EXTRAIT CHOISI:
━━━━━━━━━━━━━━━━
7La carte suivante, la numéro zéro, celle du Fou, montre un homme épuisé, boitant, marchant avec un paquet de choses inutiles sur ses épaules. Comme le souligne Ouspensky, seule la folie pouvait inciter cet homme à porter sur ses épaules ces choses non nécessaires15. Le Fou se retrouve face à un profond précipice, et du fond de l’abîme émerge un crocodile aux mâchoires grandes ouvertes. C’est après l’apparition du crocodile que la Voix mystérieuse se manifeste et explique au moi-narrateur quel est le contenu du paquet, en affirmant ceci : « les quatre symboles magiques, le bâton, la coupe, l’épée et l’argent. Le fou les porte toujours avec lui, mais il ne comprend pas ce qu’ils signifient. Tu ne vois pas que c’est toi-même16. » Selon cette perspective, le Fou semble donc symboliser l’être humain, qui ignore la réalité spirituelle et charge sa vie de choses inutiles et insignifiantes. Le monde de l’esprit gît à l’état latent, tandis que l’existence des individus est accablée par les choses matérielles.

8La troisième carte présentée par Ouspensky est celle de la Papesse (carte deux), qui est rattachée au Temple des Initiations, où le moi du Symbolisme du tarot entre, et la Voix lui dit que c’est dans ce Temple qu’on fait la rencontre avec la connaissance du Bien et du Mal. C’est une rencontre qui fait peur au moi-pèlerin, lequel sait qu’il a franchi une frontière dangereuse, celle de la connaissance occulte17. Le mystère du Temps est à la base de la carte suivante, le Monde (carte vingt et un), symbolisé par un cercle à l’intérieur duquel se trouve une femme tenant une baguette magique, tandis que sur chaque côté sont représentées les quatre bêtes de l’Apocalypse, sous forme d’un lion, d’un taureau, d’un homme et d’un aigle. La Voix explique la signification de cette image, qui est indispensable pour « franchir les portes du Temps18 », et précise au pèlerin : « tout ce que tu vois, les choses et les phénomènes, ne sont que les hiéroglyphes d’idées supérieures19 ». C’est le principe de l’analogie, de haut en bas, du Ciel à la terre.

9C’est à partir de l’arcane de l’Impératrice (carte trois) que la peur du moi-narrateur se transforme en paix séraphique : il comprend le mystère de la mort, la mort qui n’existe pas puisque la vérité réside dans l’éternité, que l’homme ne peut pas comprendre. Ainsi, assise sur un trône de marbre gravé du signe de Vénus, la déesse de l’Amour, l’Impératrice rassure le voyageur effrayé, qui déclare : « l’Impératrice me regarda en souriant et, sous son sourire, je sentis soudainement s’ouvrir dans mon âme la fleur d’une compréhension claire, comme si quelque chose allait m’être révélé, et la terreur de la mort s’éloigna de moi20. » La compréhension d’une réalité supérieure qui dissipe la peur de la mort commence sous le signe de l’Amour, le même Amour que les poètes ont toujours chanté, de l’Antiquité à nos jours, de Platon à Dante, de Shakespeare à Nerval, de Rimbaud à Yeats.
━━━━━━━━━━━━━━━━
DONNÉES FOURNIES:
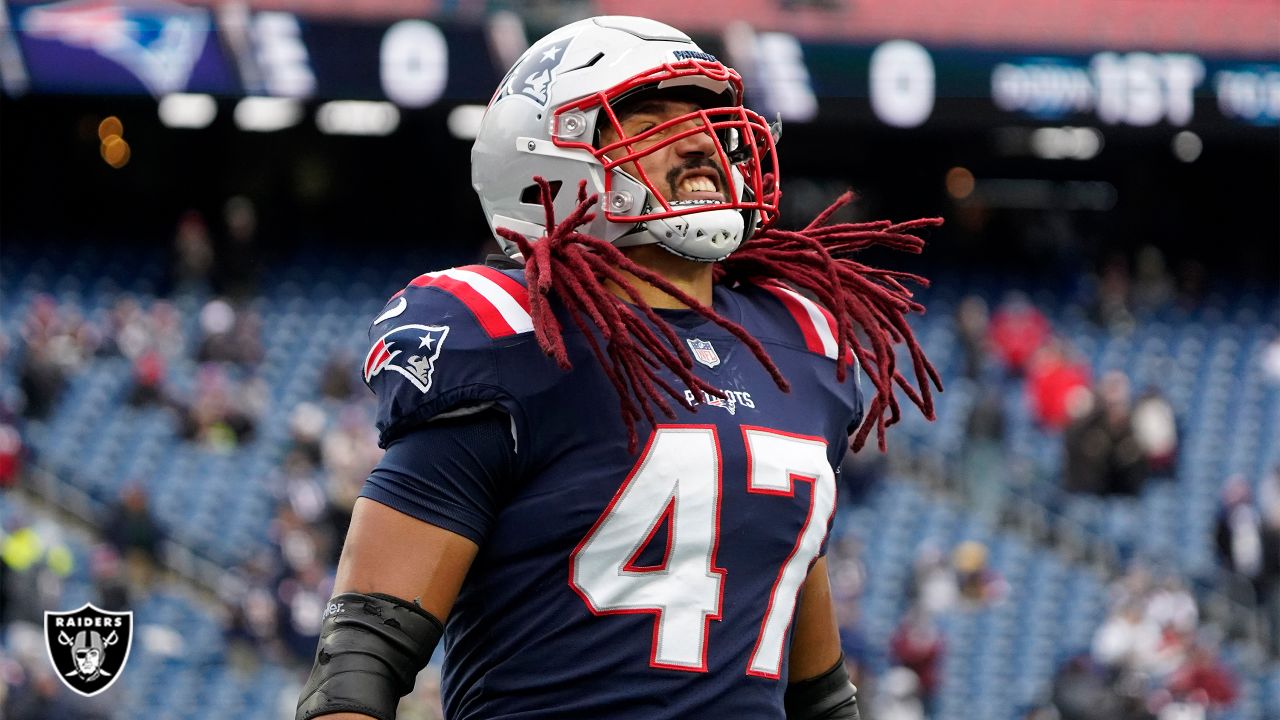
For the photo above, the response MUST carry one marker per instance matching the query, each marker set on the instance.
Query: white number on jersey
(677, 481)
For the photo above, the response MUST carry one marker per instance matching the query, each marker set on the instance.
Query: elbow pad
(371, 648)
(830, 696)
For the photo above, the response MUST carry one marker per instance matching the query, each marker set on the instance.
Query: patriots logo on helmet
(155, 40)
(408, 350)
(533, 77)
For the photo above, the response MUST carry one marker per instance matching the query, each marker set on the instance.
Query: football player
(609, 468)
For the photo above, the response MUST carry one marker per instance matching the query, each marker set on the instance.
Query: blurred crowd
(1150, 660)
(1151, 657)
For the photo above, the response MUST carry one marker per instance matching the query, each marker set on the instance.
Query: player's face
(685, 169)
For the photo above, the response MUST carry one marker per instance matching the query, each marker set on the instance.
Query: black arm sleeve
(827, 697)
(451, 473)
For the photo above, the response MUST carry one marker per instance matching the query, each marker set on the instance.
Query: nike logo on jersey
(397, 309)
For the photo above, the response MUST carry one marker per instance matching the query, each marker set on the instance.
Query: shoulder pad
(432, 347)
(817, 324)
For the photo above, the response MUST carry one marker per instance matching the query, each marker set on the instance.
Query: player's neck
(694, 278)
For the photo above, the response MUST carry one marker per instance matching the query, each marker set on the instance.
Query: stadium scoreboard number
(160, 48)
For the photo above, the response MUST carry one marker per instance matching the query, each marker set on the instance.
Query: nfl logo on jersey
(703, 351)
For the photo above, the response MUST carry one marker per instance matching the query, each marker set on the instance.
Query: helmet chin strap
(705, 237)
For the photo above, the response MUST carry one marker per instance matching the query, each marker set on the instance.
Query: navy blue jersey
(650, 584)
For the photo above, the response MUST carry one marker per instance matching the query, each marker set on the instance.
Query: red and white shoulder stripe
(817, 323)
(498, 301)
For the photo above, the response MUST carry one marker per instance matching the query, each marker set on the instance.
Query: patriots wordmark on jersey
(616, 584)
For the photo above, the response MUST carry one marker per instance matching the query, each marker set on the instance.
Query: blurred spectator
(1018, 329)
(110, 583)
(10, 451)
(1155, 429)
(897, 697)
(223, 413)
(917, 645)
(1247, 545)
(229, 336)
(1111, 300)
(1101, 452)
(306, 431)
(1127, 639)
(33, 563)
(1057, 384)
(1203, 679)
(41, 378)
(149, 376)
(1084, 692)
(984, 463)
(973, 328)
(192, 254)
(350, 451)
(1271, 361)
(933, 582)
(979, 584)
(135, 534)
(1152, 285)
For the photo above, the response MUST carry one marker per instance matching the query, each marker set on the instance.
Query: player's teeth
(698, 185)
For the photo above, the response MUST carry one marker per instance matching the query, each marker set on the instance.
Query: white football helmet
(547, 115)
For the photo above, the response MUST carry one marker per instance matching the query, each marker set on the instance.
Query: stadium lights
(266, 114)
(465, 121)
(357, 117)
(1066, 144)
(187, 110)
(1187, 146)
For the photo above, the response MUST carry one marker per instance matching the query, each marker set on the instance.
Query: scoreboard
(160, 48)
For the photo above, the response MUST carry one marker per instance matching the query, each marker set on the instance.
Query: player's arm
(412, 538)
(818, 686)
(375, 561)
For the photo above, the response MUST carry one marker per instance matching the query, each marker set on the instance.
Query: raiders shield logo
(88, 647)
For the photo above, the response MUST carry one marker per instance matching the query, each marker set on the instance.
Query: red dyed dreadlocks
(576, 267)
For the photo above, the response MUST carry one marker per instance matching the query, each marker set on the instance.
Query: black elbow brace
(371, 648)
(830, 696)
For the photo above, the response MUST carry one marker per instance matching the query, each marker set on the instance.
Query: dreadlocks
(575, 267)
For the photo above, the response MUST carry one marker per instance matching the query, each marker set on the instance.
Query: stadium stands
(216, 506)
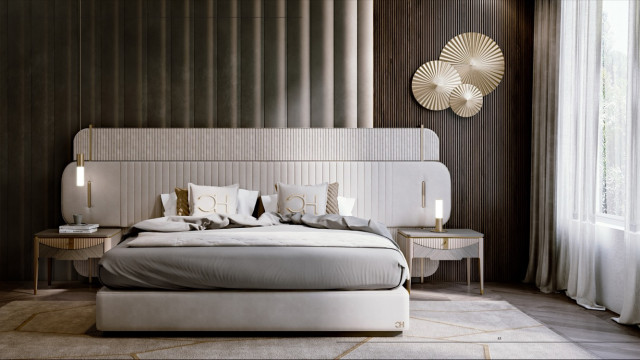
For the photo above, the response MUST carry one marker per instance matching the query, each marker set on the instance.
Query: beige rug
━━━━━━━━━━━━━━━━
CE QUE VOUS FEREZ:
1 - Répondez à ces questions sur l'extrait consacré au tarot selon Ouspensky :
(a) Quel animal surgit du fond de l'abîme sur la carte du Fou ?
(b) Sous quelles formes les quatre bêtes de l'Apocalypse apparaissent-elles sur la carte du Monde ?
(c) De quel signe le trône de marbre de l'Impératrice est-il gravé ?
2 - Pourriez-vous reprendre l'extrait consacré au tarot selon Ouspensky et le poursuivre après sa dernière phrase ?

RÉPONSES ATTENDUES:
1 -
(a) Un crocodile aux mâchoires grandes ouvertes.
(b) Sous la forme d'un lion, d'un taureau, d'un homme et d'un aigle.
(c) Du signe de Vénus, la déesse de l'Amour.

2 -
10« Et je compris le mystère de la naissance et de la mort21 », ainsi le moi-narrateur explique l’enseignement qu’il a appris grâce à la carte du Jugement, la carte vingt, celle de la résurrection des morts. La carte de l’Empereur (carte quatre) lui permet, en revanche, de connaître « la Grande Loi des Quatre22 », les quatre lettres des noms de Dieu, les quatre principes, les quatre éléments, les quatre saisons, les quatre points cardinaux : tout cela est contenu dans les quatre emblèmes du tarot, à savoir les Deniers, les Bâtons, les Épées et les Coupes23. Cette dernière carte est associée à celle du Soleil (carte dix-neuf) : le Soleil est le signe de l’Empereur.

11L’arcane majeur du Pape (carte cinq) s’imprègne d’une forte dimension initiatique. En effet, le Pape symbolise le Maître du Temple. Il est représenté assis sur un trône d’or, sa tiare est également dorée, et sous ses pieds se trouvent deux clés croisées et deux personnes prosternées devant lui. Ces deux personnes sont deux initiés. Le pèlerin observe le dialogue entre le Pape et les deux initiés. C’est le Pape qui parle, mais le moi de l’ouvrage d’Ouspensky ne comprend pas la signification de ses mots. Ainsi, la Voix lui explique le pourquoi de cette incompréhension :

Il ne parle que pour ceux qui ont des oreilles. Mais malheur à ceux qui croient entendre avant d’avoir réellement entendu, ou qui entendent ce qu’il ne dit pas, ou qui mettent leurs propres mots à la place des siens. Ceux-là ne recevront jamais les clés de la compréhension. C’est pour eux que l’on a dit qu’ils ne s’atteindront jamais eux-mêmes, et qu’ils ne pourront jamais supporter ceux qui s’atteignent eux-mêmes24.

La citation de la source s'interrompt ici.